**Requirement**
Write out the lines below word for word, starting with the line that contains "the air vent" and going on through the line that contains "pixel 279 25", and include nothing else.

**Raw records**
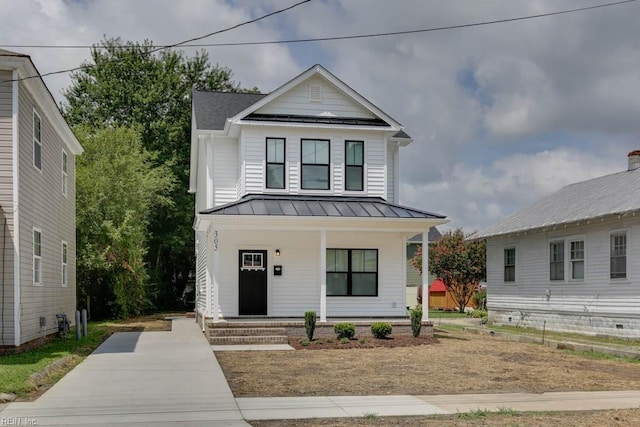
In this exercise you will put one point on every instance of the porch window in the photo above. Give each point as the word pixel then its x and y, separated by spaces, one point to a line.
pixel 618 255
pixel 275 163
pixel 352 272
pixel 556 260
pixel 510 264
pixel 315 164
pixel 354 156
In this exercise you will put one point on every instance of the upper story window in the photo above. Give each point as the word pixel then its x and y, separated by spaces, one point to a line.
pixel 37 256
pixel 354 156
pixel 510 264
pixel 315 164
pixel 556 260
pixel 37 140
pixel 618 269
pixel 65 172
pixel 275 163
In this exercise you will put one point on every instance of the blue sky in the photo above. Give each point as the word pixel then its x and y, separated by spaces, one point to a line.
pixel 501 115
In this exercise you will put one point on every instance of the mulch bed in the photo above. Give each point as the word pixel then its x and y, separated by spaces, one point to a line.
pixel 325 343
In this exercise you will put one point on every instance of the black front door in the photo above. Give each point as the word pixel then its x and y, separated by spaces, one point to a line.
pixel 253 283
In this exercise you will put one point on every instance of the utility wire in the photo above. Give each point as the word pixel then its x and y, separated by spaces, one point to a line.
pixel 359 36
pixel 159 48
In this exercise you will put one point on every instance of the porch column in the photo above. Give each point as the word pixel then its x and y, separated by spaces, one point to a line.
pixel 425 275
pixel 216 285
pixel 323 276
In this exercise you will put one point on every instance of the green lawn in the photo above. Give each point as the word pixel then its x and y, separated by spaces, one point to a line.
pixel 15 369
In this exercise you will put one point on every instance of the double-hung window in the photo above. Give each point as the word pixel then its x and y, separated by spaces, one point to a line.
pixel 37 256
pixel 37 140
pixel 64 263
pixel 354 156
pixel 510 264
pixel 576 257
pixel 275 163
pixel 556 260
pixel 352 272
pixel 315 164
pixel 618 269
pixel 65 172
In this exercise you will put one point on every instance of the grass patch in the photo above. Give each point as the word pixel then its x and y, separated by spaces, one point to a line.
pixel 15 369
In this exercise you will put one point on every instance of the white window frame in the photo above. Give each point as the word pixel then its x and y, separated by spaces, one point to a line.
pixel 514 265
pixel 37 141
pixel 64 260
pixel 37 257
pixel 65 173
pixel 620 232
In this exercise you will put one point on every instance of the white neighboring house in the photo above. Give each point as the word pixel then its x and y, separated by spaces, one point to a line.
pixel 571 259
pixel 37 205
pixel 297 203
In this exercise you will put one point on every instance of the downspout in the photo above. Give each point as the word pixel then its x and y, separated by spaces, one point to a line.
pixel 16 211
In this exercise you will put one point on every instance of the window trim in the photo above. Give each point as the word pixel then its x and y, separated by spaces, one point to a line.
pixel 619 232
pixel 36 257
pixel 64 261
pixel 283 164
pixel 350 272
pixel 36 141
pixel 328 164
pixel 505 265
pixel 65 173
pixel 347 166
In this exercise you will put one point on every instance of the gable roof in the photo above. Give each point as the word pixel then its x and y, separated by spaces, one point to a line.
pixel 212 109
pixel 327 206
pixel 615 194
pixel 32 81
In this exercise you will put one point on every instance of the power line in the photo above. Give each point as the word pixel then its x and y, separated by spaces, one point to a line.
pixel 159 48
pixel 334 38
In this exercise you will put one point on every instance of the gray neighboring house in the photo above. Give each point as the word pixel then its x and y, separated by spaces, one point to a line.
pixel 571 259
pixel 37 205
pixel 414 278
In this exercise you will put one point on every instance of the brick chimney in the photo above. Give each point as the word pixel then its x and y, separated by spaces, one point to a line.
pixel 634 160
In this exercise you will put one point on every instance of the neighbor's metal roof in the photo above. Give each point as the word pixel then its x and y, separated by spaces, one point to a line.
pixel 318 206
pixel 617 193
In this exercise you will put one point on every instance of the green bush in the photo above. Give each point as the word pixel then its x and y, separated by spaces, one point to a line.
pixel 344 330
pixel 416 321
pixel 310 323
pixel 381 329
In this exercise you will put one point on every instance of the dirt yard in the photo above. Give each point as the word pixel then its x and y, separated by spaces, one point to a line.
pixel 458 363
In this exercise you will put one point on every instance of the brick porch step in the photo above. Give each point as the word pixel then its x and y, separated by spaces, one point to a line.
pixel 247 339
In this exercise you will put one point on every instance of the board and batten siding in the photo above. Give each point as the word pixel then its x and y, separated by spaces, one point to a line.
pixel 596 304
pixel 6 207
pixel 42 205
pixel 296 101
pixel 298 288
pixel 253 151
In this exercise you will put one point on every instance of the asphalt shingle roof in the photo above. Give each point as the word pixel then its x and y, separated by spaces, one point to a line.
pixel 617 193
pixel 328 206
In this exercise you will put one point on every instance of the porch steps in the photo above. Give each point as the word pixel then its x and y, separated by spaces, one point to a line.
pixel 246 335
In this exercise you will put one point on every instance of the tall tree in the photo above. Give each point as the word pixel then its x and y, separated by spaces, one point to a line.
pixel 118 187
pixel 459 263
pixel 128 84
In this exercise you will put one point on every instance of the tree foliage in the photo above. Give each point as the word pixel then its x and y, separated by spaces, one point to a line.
pixel 128 84
pixel 459 263
pixel 118 186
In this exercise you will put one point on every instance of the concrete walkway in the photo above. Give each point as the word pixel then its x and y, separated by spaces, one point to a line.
pixel 173 378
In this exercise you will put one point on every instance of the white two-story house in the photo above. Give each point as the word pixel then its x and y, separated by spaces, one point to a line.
pixel 297 203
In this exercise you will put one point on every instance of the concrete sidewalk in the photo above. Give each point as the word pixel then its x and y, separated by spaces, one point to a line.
pixel 133 378
pixel 173 378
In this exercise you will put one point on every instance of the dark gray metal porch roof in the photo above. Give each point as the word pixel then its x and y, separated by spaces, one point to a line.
pixel 318 206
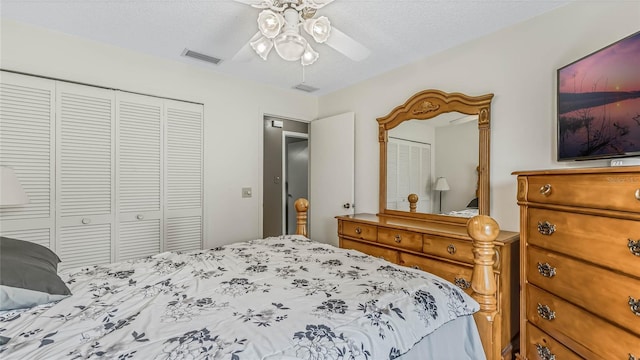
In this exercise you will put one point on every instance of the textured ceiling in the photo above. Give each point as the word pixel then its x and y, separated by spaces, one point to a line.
pixel 397 32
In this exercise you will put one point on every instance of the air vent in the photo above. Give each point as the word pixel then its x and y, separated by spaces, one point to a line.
pixel 202 57
pixel 305 88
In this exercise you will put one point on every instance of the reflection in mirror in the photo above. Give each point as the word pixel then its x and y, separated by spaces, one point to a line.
pixel 436 135
pixel 421 152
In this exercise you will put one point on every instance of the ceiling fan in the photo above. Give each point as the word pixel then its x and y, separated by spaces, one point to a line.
pixel 279 25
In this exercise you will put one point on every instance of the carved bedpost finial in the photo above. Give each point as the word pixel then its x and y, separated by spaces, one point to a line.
pixel 484 231
pixel 301 205
pixel 413 199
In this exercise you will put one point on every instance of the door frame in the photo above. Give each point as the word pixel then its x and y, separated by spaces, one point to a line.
pixel 285 135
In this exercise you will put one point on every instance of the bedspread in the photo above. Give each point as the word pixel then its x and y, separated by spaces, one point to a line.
pixel 275 298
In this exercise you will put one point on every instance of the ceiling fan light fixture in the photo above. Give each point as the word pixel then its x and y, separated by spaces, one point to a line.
pixel 262 47
pixel 309 56
pixel 270 23
pixel 290 45
pixel 319 29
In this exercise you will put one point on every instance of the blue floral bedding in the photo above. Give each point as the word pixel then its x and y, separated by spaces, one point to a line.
pixel 275 298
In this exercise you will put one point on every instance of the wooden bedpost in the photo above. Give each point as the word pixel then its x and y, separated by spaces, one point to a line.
pixel 484 230
pixel 301 205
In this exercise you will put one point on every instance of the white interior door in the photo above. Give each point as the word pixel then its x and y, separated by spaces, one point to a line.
pixel 332 168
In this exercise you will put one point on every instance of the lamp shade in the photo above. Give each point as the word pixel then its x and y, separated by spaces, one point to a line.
pixel 11 192
pixel 442 184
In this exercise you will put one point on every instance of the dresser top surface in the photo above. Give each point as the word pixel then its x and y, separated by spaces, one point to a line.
pixel 428 227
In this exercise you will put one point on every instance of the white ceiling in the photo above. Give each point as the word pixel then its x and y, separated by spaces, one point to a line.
pixel 397 32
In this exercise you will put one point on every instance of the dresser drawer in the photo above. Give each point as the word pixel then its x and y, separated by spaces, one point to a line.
pixel 616 189
pixel 600 291
pixel 456 274
pixel 359 230
pixel 377 251
pixel 454 249
pixel 593 333
pixel 601 240
pixel 399 238
pixel 542 346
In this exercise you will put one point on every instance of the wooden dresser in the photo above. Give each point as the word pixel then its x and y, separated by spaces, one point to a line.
pixel 442 249
pixel 580 271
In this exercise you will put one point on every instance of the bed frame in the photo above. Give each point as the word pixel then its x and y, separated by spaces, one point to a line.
pixel 483 230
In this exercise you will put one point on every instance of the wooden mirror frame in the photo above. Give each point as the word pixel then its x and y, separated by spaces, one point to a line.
pixel 426 105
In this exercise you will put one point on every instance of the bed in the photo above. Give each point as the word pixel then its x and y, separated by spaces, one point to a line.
pixel 285 297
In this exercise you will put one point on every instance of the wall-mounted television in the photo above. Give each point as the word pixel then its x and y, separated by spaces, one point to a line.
pixel 599 103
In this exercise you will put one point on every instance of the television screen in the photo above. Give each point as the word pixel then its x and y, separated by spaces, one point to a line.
pixel 599 103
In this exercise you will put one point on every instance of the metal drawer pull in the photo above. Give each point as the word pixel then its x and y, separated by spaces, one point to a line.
pixel 546 228
pixel 634 305
pixel 545 190
pixel 462 283
pixel 545 312
pixel 634 247
pixel 451 249
pixel 545 353
pixel 546 270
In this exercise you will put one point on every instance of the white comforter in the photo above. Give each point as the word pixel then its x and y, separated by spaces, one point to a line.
pixel 276 298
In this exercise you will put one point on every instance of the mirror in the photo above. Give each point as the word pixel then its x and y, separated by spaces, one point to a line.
pixel 434 157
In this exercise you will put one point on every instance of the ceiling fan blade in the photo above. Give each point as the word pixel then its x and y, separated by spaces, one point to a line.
pixel 246 53
pixel 348 46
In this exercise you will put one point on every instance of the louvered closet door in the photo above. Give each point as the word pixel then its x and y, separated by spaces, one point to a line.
pixel 183 227
pixel 85 176
pixel 139 173
pixel 27 146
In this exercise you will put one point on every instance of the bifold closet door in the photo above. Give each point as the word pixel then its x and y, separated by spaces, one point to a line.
pixel 27 146
pixel 184 164
pixel 85 177
pixel 139 173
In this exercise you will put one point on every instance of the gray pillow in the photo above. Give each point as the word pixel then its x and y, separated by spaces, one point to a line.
pixel 28 275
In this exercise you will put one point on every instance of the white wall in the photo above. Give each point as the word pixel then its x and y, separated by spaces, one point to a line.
pixel 232 122
pixel 519 66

**The answer**
In this exercise you will put one point on every instance of the air vent in the photo above. Give each point as the word pixel then its x and y, separated by spaces, one point to a line.
pixel 202 57
pixel 305 88
In this exercise you will put one point on every instance of the reflection in mirror in the photo above. Give each point as the word pixel then its x and y, separated by spaces, one point to a line.
pixel 436 135
pixel 421 152
In this exercise you will put one point on every instance of the ceiling fan in the photo above. Give each point as the word pixel then its x and y, separated by spaces, one point to a line.
pixel 279 25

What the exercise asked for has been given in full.